- Activity: The response should consist of the records that follow, printed exactly.

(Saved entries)
■ ■ ■ ■ ■

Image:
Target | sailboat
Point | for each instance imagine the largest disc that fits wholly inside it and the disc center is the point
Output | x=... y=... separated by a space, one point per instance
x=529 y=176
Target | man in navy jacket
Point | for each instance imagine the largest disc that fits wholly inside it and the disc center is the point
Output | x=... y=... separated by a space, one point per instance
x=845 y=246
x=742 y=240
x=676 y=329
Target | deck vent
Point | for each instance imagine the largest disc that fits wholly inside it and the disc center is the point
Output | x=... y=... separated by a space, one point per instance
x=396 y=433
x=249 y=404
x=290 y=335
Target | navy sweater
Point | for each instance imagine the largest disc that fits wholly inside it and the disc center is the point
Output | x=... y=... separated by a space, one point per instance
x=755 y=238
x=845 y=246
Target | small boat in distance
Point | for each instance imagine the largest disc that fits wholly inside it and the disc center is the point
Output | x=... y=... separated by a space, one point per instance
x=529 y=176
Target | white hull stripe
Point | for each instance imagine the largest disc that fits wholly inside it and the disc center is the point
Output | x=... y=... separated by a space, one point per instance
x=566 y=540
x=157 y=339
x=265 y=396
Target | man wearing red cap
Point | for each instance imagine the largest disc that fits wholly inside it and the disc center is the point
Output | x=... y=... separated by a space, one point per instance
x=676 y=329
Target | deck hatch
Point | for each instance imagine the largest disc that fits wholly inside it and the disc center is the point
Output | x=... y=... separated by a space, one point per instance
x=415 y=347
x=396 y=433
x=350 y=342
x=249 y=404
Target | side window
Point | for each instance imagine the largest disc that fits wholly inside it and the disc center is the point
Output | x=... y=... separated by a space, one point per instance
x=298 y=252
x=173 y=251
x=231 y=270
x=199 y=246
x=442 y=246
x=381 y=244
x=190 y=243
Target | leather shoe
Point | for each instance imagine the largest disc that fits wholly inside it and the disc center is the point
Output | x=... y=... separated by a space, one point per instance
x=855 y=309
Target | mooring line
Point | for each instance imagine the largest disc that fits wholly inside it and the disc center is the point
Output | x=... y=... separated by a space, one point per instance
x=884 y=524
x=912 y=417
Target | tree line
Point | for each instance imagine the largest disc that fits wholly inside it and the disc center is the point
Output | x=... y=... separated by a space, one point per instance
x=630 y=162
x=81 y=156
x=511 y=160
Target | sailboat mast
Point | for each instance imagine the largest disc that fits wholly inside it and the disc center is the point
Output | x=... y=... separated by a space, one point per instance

■ ■ ■ ■ ■

- Finished task:
Image:
Target | sailboat
Point | for each instance imagine the largest disc that fits wholly inside it and the disc center is the point
Output | x=... y=... separated by a space, one point per instance
x=529 y=176
Target | man in navy jacket
Point | for each instance imagine the largest disc that fits wholly inside it and the disc center is the point
Output | x=... y=... separated by a space, one point per instance
x=845 y=246
x=742 y=240
x=676 y=329
Target | deck vent
Point | for each instance imagine the largest disc that fits wholly inside it and the disc center is the point
Output | x=... y=... separated by a space, one point per instance
x=396 y=433
x=249 y=404
x=290 y=335
Target | navy sweater
Point | for each instance imagine the largest disc that fits wholly inside it and the disc center is the point
Output | x=... y=... separated by a space, one point per instance
x=755 y=238
x=845 y=246
Target | small boat in distance
Point | for each instance imagine the largest disc that fits wholly inside it and the disc center is the point
Output | x=... y=... separated by a space, one point per instance
x=529 y=176
Target | white hull stripe
Point | for each instance imagine the largest disc that fits wholly inside it and the disc center is the point
Output | x=... y=... separated by a space, one point per instance
x=566 y=540
x=157 y=339
x=265 y=396
Target | man wearing red cap
Point | for each instance imagine the largest disc that fits wholly inside it and the disc center is the point
Output | x=... y=... separated by a space, one point per instance
x=676 y=329
Target | deck hatch
Point | for each instance imagine the largest disc that fits wholly inside it and the disc center is the point
Output | x=... y=... separated by a space, one point per instance
x=415 y=347
x=396 y=433
x=350 y=342
x=249 y=404
Target | side window
Point | for each instance imagine the largest disc that fits wholly inside it and the disc center is the point
Output | x=... y=... separated by a space, one point per instance
x=298 y=252
x=173 y=251
x=231 y=270
x=199 y=246
x=442 y=246
x=381 y=244
x=190 y=243
Target | leather shoe
Point | for each instance imagine the largest disc that fits wholly inside it and the disc center is the point
Output | x=... y=... separated by a space, one point per instance
x=855 y=309
Target | mooring line
Point | for each instance imagine the largest disc that fits wholly inside it and the disc center is the point
Output | x=... y=... separated by a space, one point per instance
x=884 y=524
x=912 y=417
Target | tree line
Point | for each instance imagine the largest disc that fits wholly inside it and the disc center is the point
Output | x=... y=... separated by a space, one point per instance
x=630 y=162
x=81 y=156
x=511 y=160
Target | sailboat mast
Point | for each instance imagine the largest disc that fits wholly inside it and the disc center is the point
Output | x=... y=... separated by a space, one point per instance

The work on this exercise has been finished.